## WHAT THIS EXERCISE ASKS:
• a. According to the hospital history, what price did the ICAA pay for the property it bought in West Wickham?
• b. Decide whether each statement agrees with the hospital history, answering yes or no and quoting the words that settle it: (i) Lady Lennard officially opened the Home in October 1927. (ii) A therapeutic bath was installed in 1929. (iii) On joining the NHS in 1948, the Home had 80 beds for long-stay child convalescents.
• c. From the hospital history, extract everything from "The children suffered" down to "babies and toddlers.".

[[ SUPPLIED PASSAGE, beginning ]]

|LOST HOSPITALS OF LONDON|
Woodland Way, West Wickham, Kent BR4 9LT
|1927 - 1998
Long-stay convalescent. Later, long-stay, chronic, mental handicapped
In 1919 the Invalid Children's Aid Association (ICAA) established a pioneering convalescent home for children recovering from rheumatic heart disease - the Edgar Lee Home in Willesden. In 1924 a second home was opened at the Kurandai Home in Hartfield, Sussex.
In March 1927 the lease of the Kurandai Home was about to expire and the ICAA urgently sought new premises for its 50 patients. Within a few months it purchased a property for £5,575 in West Wickham.
The West Wickham Home of Recovery for Children with Heart Disease was officially opened in October 1927 by Lady Lennard. The Ancient Order of Froth Blowers (AOFB) endowed 17 of its beds, at a cost of £8,500.
The Home was also known as 'Heartsease' and the Heart Home and Hospital. The building was only 15 years old and stood in 9.5 acres of woods and gardens. The ground floor and two large rooms on the first floor had been adapted as wards for 30 children. The staff were accommodated in the remainder of the house.
Two open air wards for 54 children and a Day Room were soon built and, by 1928, the Home could accommodate 84 girls and small boys. To date, almost £20,000 had been spent on setting up and equipping the Home, including £3,000 for the alterations and £7,500 for the new buildings.
The children suffered from rheumatic heart disease (acute rheumatism), a condition that required much rest to allow the heart to recover.
In 1929 the AOFB erected a hut for use by the Girl Guide troop in the Home.
In 1937 a therapeutic bath was installed.
By 1942 the Home had 60 patients, with 45 beds available for children and 20 cots for babies and toddlers.
In 1944 a V1 flying bomb exploded in the nearby Wickham Court Farm, damaging crops and a pumping station. The Home in Woodland Way and 27 houses in Woodlodge Lane were also damaged by the blast.
In 1948 the Home joined the NHS as the Children's Heart Hospital under the control of the Bromley Group Hospital Management Committee, part of the South East Metropolitan Regional Hospital Board. It had 80 beds for long-stay child convalescents.
By 1957 it had 56 beds and, in 1958, its name was changed to Cheyne Hospital.
In 1974 it had 60 beds, but only 35 in 1975 as, presumably, the buildings were replaced with modern bungalow-style residences.
In 1982 there were 50 beds.
In 1989 the Hospital, now under the control of the Ravensbourne NHS Trust, changed its name to the Cheyne Centre. It had 40 beds for long-stay, chronically ill and mentally handicapped children.

[[ SUPPLIED PASSAGE, end ]]
[[ RECORDED INFORMATION, beginning ]]

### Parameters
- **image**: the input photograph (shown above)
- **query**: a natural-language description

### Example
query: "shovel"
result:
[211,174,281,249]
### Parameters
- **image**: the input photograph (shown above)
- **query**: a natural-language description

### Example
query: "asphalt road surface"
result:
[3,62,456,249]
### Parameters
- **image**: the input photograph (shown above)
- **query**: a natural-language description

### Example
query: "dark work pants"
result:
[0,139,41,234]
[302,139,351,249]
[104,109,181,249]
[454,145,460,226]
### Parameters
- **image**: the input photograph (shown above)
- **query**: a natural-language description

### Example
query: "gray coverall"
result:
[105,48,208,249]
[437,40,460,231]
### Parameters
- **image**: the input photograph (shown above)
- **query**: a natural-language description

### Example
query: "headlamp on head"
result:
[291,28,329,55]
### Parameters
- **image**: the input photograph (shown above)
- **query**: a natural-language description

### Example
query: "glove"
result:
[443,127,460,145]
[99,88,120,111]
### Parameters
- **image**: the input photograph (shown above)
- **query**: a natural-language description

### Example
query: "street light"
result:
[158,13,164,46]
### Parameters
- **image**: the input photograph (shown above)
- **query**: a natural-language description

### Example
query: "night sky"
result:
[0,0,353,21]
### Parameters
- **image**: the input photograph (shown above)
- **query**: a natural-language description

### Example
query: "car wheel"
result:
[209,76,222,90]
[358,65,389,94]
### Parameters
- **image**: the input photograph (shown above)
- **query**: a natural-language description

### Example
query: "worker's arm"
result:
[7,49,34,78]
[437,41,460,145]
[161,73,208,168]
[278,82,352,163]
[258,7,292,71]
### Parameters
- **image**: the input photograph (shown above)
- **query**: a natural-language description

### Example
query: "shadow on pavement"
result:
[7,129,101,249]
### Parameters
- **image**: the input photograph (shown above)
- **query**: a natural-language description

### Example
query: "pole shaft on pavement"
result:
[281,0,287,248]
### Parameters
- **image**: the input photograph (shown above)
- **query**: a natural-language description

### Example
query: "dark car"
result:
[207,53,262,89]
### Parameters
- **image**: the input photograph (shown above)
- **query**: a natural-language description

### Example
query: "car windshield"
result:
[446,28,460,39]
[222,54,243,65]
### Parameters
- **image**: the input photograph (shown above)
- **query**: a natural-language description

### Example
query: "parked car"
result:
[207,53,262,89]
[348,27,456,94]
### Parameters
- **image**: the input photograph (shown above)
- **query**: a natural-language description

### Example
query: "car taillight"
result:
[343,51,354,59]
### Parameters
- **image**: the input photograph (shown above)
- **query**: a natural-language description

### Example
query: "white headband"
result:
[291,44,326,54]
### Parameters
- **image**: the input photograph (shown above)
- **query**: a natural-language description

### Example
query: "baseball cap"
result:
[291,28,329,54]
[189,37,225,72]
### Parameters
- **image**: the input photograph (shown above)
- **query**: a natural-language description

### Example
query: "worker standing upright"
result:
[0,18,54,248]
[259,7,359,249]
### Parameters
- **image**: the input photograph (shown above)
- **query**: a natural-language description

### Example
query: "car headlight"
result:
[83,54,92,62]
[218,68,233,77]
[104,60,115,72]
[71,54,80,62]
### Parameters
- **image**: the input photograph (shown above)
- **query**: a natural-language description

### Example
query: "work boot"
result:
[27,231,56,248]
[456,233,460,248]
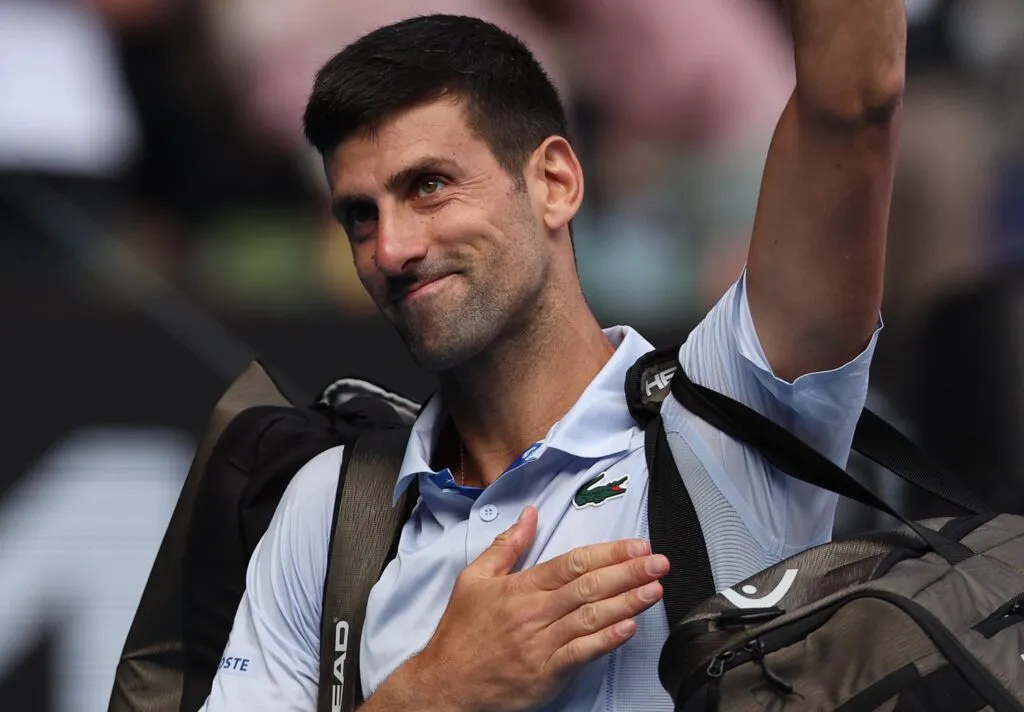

[[ RECORDED INFORMATION, end ]]

## LIST OF ANSWERS:
• a. £5,575

• b.
(i) Yes: "The West Wickham Home of Recovery for Children with Heart Disease was officially opened in October 1927 by Lady Lennard."
(ii) No: "In 1937 a therapeutic bath was installed."
(iii) Yes: "It had 80 beds for long-stay child convalescents."

• c.
The children suffered from rheumatic heart disease (acute rheumatism), a condition that required much rest to allow the heart to recover.
In 1929 the AOFB erected a hut for use by the Girl Guide troop in the Home.
In 1937 a therapeutic bath was installed.
By 1942 the Home had 60 patients, with 45 beds available for children and 20 cots for babies and toddlers.